- [Document passage]
This is the American Expeditionary Forces on the Western Front order of battle. The American Expeditionary Forces (AEF) consisted of the United States Armed Forces (mostly the United States Army) that were sent to Europe in World War I to support the Allied cause against the Central Powers. During the United States campaigns in World War I the AEF fought in France alongside French and British allied forces in the last year of the war, against Imperial German forces. Some of the troops fought alongside Italian forces in that same year, against Austro-Hungarian forces. Late in the war American units also fought in Siberia and North Russia.

President Woodrow Wilson created the AEF in May 1917, originally appointing Major General John J. Pershing, who was later promoted to general, as commander. Barely any American troops were sent to Europe in 1917, since Pershing ordered all AEF forces to be well-trained before going overseas.

The troop ships used to transport the AEF were, at first, any ships that were available. Cruisers, German ships seized by the Navy, ships borrowed from the Allies, and many other ships were used to ship troops to Europe from ports in New York, New Jersey, and Virginia. By June 1917, only 14,000 soldiers had made it to the front lines, but by May 1918 over two million American troops had reached Europe, with around half of them on the front lines.

- [Dataset records]
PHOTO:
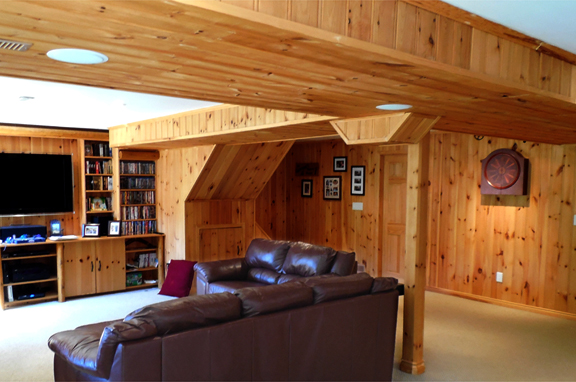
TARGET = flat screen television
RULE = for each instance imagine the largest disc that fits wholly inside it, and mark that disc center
(36, 184)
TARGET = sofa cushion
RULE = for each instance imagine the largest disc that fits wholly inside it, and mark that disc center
(190, 312)
(263, 275)
(308, 260)
(230, 269)
(232, 286)
(335, 288)
(384, 284)
(343, 263)
(179, 278)
(269, 254)
(273, 298)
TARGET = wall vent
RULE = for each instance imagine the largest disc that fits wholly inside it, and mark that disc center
(15, 45)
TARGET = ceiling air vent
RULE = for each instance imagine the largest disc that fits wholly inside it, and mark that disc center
(15, 45)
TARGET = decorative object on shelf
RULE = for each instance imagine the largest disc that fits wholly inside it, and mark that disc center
(358, 180)
(504, 172)
(90, 230)
(306, 188)
(332, 187)
(113, 228)
(340, 164)
(307, 169)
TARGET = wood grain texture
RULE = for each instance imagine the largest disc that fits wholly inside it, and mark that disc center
(359, 55)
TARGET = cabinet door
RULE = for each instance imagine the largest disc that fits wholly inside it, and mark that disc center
(221, 243)
(79, 269)
(110, 266)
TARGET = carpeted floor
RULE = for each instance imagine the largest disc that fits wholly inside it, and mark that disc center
(464, 340)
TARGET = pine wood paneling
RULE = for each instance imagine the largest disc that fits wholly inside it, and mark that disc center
(528, 238)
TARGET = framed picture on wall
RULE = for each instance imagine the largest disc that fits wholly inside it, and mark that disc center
(306, 188)
(332, 187)
(340, 164)
(357, 180)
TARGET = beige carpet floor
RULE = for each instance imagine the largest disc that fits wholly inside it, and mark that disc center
(464, 340)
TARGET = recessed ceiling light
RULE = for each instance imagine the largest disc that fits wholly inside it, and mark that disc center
(77, 56)
(394, 106)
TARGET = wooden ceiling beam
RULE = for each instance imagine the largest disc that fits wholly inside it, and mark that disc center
(400, 128)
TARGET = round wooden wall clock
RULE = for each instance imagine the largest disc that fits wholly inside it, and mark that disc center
(504, 172)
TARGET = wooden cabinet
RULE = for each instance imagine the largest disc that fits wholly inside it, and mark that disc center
(19, 259)
(138, 192)
(95, 266)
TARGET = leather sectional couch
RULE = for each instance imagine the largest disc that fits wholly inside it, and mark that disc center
(271, 262)
(317, 328)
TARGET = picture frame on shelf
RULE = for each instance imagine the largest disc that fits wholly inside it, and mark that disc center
(113, 228)
(306, 188)
(90, 230)
(340, 164)
(358, 180)
(332, 188)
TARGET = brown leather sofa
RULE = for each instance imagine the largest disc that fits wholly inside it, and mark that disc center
(320, 328)
(270, 262)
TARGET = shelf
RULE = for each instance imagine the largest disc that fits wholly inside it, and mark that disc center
(141, 269)
(141, 250)
(142, 286)
(28, 257)
(49, 296)
(32, 282)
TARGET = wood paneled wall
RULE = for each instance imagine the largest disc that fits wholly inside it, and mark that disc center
(177, 171)
(30, 145)
(411, 29)
(530, 239)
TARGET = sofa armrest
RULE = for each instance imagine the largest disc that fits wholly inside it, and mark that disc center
(91, 348)
(229, 270)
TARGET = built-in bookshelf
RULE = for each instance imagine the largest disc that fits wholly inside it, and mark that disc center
(98, 183)
(138, 193)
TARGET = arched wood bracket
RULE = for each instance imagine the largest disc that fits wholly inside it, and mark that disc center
(385, 129)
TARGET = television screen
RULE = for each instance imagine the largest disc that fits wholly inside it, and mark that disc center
(34, 184)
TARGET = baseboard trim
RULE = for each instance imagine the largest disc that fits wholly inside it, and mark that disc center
(508, 304)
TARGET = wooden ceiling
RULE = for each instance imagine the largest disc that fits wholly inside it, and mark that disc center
(218, 52)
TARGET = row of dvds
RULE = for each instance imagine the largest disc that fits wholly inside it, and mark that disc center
(137, 167)
(134, 213)
(99, 183)
(137, 197)
(138, 228)
(138, 183)
(98, 167)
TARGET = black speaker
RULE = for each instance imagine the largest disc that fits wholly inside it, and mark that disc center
(19, 230)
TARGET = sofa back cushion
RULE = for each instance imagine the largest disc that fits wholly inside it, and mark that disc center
(335, 288)
(263, 275)
(269, 254)
(308, 260)
(190, 312)
(273, 298)
(343, 263)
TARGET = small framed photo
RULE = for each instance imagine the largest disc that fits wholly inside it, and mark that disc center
(90, 230)
(306, 188)
(340, 164)
(332, 187)
(113, 228)
(358, 180)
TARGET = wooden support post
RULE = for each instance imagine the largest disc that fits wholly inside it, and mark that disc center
(415, 261)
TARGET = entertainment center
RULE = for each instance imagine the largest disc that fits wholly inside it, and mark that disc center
(90, 178)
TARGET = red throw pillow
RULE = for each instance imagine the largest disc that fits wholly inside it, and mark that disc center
(179, 278)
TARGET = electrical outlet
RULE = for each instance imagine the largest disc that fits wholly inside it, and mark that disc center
(499, 277)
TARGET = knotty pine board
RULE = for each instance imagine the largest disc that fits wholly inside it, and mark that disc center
(32, 145)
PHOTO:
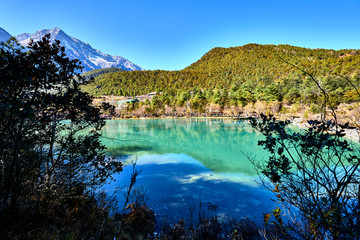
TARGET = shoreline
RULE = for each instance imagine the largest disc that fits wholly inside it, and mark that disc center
(352, 134)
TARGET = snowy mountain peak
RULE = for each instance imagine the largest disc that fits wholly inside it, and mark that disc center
(4, 35)
(76, 49)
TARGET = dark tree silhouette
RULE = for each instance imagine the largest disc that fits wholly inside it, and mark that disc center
(51, 156)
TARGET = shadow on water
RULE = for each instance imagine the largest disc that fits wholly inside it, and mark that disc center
(174, 187)
(187, 161)
(219, 145)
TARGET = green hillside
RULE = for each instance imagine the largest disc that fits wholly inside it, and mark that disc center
(245, 74)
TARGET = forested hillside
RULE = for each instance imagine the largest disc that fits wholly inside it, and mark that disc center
(246, 74)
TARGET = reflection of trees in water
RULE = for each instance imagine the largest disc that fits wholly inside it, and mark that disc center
(217, 143)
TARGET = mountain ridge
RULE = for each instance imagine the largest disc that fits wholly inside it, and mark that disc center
(4, 35)
(90, 58)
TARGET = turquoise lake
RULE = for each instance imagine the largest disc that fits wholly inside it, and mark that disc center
(188, 161)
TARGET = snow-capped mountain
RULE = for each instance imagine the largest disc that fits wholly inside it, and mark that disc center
(4, 35)
(75, 49)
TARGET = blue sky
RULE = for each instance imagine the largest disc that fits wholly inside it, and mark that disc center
(172, 34)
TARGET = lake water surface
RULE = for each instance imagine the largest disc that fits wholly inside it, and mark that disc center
(185, 162)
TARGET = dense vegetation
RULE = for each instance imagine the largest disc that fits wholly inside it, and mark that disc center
(246, 74)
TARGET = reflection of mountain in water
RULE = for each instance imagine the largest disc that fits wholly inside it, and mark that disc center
(217, 144)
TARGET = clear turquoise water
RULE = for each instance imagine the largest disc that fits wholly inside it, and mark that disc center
(187, 161)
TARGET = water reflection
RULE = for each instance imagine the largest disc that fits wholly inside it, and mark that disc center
(185, 161)
(219, 145)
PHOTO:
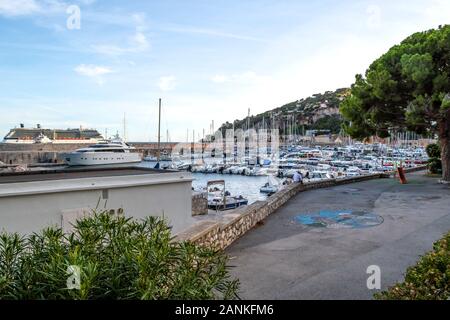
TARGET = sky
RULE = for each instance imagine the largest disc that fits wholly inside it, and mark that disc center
(90, 63)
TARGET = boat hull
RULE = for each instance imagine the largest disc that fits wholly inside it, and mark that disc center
(100, 158)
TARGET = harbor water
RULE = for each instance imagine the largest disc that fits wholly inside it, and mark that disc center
(247, 186)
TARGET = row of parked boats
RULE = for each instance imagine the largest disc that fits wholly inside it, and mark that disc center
(313, 164)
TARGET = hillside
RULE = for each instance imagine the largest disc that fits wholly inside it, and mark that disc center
(320, 112)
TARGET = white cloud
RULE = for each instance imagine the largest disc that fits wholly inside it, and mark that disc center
(374, 16)
(93, 71)
(248, 77)
(167, 83)
(18, 7)
(137, 43)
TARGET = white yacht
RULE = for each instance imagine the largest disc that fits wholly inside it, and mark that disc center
(105, 152)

- [What you should do]
Set down the stretch of the passage on the American Expeditionary Forces from "President Woodrow Wilson" through "the front lines.", word for word. The records have no connection to the passage on the American Expeditionary Forces.

- [Exercise answer]
President Woodrow Wilson created the AEF in May 1917, originally appointing Major General John J. Pershing, who was later promoted to general, as commander. Barely any American troops were sent to Europe in 1917, since Pershing ordered all AEF forces to be well-trained before going overseas.

The troop ships used to transport the AEF were, at first, any ships that were available. Cruisers, German ships seized by the Navy, ships borrowed from the Allies, and many other ships were used to ship troops to Europe from ports in New York, New Jersey, and Virginia. By June 1917, only 14,000 soldiers had made it to the front lines, but by May 1918 over two million American troops had reached Europe, with around half of them on the front lines.